[Bounding-box records]
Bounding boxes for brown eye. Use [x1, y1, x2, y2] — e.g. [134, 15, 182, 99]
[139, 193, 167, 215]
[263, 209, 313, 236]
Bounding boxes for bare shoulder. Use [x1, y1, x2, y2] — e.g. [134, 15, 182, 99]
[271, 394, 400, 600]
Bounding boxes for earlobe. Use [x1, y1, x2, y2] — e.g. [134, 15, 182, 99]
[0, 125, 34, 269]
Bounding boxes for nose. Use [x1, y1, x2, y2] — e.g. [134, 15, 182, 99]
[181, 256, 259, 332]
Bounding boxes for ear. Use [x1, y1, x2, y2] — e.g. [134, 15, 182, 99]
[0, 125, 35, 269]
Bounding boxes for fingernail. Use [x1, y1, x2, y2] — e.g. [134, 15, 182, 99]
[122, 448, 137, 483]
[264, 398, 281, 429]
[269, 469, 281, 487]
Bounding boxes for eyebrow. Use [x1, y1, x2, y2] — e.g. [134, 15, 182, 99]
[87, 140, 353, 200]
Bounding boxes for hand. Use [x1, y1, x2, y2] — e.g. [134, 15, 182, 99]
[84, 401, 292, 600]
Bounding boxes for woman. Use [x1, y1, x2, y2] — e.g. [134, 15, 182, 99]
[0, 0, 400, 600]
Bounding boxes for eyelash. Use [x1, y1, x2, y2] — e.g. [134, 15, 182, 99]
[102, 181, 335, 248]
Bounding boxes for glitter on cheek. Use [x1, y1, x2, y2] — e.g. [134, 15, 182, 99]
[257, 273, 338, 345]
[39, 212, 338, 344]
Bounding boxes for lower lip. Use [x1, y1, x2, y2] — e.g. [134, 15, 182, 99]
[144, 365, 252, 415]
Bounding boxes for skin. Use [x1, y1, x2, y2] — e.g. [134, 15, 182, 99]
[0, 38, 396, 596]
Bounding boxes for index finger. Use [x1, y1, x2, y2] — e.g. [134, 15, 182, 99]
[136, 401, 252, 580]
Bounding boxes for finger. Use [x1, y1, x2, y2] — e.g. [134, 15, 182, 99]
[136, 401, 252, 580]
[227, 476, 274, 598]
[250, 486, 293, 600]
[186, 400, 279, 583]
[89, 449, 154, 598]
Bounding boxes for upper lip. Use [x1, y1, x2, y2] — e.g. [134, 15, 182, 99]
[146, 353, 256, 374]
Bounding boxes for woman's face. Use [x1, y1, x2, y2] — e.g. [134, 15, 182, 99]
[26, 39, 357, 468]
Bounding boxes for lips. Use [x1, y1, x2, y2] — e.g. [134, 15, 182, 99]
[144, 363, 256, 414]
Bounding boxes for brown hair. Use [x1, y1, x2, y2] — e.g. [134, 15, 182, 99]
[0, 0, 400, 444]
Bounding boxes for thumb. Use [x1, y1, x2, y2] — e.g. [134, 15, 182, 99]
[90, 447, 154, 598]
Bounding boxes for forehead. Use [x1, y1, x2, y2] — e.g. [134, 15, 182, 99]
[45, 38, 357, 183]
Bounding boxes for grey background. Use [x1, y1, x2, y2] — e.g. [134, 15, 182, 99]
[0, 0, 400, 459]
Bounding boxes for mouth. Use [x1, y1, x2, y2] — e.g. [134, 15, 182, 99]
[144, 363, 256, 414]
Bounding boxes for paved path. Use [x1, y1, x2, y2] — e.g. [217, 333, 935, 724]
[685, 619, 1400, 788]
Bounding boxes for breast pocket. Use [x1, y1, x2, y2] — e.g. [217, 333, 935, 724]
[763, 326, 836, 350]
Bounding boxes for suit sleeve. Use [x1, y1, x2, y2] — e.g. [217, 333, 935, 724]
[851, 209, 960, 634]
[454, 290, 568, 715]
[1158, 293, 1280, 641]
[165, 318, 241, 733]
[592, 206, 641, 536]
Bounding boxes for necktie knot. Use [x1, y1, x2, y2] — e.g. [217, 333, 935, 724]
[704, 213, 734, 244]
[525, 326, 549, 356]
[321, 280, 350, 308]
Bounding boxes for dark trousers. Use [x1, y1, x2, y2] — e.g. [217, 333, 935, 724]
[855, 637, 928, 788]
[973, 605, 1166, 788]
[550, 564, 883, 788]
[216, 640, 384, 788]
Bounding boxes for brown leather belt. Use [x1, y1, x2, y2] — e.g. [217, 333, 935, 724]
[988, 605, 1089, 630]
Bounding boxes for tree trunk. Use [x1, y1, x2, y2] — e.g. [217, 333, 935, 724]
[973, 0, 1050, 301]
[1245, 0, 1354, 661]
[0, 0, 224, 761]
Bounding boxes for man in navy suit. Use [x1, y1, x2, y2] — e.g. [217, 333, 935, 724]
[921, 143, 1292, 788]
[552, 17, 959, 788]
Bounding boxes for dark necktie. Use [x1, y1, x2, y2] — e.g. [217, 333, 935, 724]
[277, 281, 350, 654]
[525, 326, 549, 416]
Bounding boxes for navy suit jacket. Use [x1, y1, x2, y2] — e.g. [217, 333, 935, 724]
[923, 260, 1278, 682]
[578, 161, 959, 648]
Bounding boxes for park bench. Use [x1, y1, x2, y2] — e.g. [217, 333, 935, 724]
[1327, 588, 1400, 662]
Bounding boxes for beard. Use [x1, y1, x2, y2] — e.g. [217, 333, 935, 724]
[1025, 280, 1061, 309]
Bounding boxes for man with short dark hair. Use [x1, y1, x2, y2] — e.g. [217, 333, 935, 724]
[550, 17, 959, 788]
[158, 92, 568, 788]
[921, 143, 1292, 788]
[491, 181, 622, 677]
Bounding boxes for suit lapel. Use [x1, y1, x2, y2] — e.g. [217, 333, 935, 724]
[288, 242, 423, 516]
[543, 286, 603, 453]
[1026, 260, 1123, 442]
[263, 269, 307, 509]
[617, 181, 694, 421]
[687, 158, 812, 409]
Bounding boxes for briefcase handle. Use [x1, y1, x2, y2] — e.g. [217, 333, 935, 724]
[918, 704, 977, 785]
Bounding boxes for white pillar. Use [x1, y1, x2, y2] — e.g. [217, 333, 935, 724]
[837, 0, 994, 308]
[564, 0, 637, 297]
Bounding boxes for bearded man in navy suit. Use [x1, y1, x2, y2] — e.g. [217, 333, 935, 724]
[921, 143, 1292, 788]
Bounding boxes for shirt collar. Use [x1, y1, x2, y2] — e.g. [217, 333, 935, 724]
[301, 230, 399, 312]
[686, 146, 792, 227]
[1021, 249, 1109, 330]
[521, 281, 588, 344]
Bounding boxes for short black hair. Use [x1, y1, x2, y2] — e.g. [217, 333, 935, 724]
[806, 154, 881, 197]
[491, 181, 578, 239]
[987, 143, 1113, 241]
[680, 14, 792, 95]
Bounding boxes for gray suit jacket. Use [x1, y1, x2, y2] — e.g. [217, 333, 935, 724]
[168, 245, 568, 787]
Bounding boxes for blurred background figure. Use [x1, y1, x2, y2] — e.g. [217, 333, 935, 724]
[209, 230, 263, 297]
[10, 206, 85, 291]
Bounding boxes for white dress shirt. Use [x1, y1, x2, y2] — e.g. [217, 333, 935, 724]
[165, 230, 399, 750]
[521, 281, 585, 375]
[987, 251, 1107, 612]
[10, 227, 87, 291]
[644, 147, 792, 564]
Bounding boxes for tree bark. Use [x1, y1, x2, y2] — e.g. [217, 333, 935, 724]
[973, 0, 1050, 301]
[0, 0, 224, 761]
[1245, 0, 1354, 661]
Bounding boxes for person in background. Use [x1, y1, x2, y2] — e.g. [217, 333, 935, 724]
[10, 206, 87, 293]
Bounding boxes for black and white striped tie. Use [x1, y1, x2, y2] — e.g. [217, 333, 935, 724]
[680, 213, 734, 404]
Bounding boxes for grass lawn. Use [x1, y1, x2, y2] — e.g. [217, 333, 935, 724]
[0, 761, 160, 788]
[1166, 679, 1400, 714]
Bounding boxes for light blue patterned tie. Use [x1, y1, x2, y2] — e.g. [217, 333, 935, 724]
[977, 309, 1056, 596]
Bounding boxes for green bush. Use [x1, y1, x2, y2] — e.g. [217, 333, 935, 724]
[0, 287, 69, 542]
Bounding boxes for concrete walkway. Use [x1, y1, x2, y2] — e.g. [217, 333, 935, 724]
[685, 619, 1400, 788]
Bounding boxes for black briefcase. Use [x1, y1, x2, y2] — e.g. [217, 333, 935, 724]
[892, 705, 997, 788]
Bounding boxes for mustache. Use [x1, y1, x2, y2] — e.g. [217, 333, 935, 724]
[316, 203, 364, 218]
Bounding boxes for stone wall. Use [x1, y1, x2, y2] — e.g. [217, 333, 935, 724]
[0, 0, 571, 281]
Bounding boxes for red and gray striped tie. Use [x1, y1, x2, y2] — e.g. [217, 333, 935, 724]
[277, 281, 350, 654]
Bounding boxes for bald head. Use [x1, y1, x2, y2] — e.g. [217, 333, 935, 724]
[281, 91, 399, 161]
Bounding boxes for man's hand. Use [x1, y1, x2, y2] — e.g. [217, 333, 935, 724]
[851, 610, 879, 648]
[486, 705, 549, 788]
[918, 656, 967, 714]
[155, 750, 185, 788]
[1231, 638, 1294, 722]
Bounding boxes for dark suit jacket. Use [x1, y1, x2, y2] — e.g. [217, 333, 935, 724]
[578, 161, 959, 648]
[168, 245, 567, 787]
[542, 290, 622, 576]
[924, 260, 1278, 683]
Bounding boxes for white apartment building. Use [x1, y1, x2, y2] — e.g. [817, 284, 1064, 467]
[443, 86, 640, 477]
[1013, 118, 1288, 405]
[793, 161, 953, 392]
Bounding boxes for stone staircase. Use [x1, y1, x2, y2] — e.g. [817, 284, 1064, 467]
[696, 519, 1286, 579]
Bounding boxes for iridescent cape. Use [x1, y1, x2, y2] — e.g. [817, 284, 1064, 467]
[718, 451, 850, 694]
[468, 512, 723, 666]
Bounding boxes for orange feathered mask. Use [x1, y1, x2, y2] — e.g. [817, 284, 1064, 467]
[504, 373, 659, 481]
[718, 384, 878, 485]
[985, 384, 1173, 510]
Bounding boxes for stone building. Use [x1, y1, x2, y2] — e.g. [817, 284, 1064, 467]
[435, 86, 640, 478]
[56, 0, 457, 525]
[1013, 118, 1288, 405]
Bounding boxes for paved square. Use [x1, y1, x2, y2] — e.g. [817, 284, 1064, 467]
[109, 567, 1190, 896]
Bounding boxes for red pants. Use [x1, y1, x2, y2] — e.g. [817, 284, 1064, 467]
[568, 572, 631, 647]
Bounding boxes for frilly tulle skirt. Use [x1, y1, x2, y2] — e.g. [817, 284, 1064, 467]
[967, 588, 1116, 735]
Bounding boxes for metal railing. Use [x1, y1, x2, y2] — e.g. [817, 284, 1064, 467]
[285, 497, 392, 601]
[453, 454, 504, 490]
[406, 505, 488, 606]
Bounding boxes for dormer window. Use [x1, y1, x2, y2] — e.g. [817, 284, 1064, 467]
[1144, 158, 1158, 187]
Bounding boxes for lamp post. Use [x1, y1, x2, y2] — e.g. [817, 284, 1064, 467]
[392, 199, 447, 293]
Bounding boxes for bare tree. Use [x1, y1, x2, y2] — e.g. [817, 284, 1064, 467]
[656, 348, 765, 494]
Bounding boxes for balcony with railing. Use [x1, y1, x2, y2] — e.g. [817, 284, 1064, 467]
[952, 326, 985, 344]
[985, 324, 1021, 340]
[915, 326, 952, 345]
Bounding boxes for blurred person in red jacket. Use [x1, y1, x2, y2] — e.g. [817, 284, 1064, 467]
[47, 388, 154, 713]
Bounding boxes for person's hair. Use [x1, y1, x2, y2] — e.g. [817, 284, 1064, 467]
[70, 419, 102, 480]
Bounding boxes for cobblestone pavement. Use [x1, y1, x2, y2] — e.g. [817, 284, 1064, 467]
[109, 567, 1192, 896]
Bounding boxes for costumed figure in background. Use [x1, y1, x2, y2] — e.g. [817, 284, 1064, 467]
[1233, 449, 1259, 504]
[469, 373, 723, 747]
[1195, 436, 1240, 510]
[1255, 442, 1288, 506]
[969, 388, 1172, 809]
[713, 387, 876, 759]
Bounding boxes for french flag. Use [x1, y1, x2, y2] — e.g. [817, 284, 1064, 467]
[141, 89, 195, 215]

- [GIVEN REQUEST]: Please pull out the lines above from the one holding "Bounding boxes for bearded" through the one holding "[521, 281, 588, 344]", inclusive, and repeat them unchanged.

- [EXERCISE SOLUTION]:
Bounding boxes for bearded man in navy suit. Use [x1, y1, x2, y2] — e.g. [217, 333, 935, 724]
[921, 143, 1292, 788]
Bounding boxes for shirt collar. Use [x1, y1, x2, y2] — e.g. [217, 333, 935, 724]
[301, 230, 399, 312]
[686, 146, 792, 227]
[1021, 249, 1109, 330]
[521, 281, 588, 344]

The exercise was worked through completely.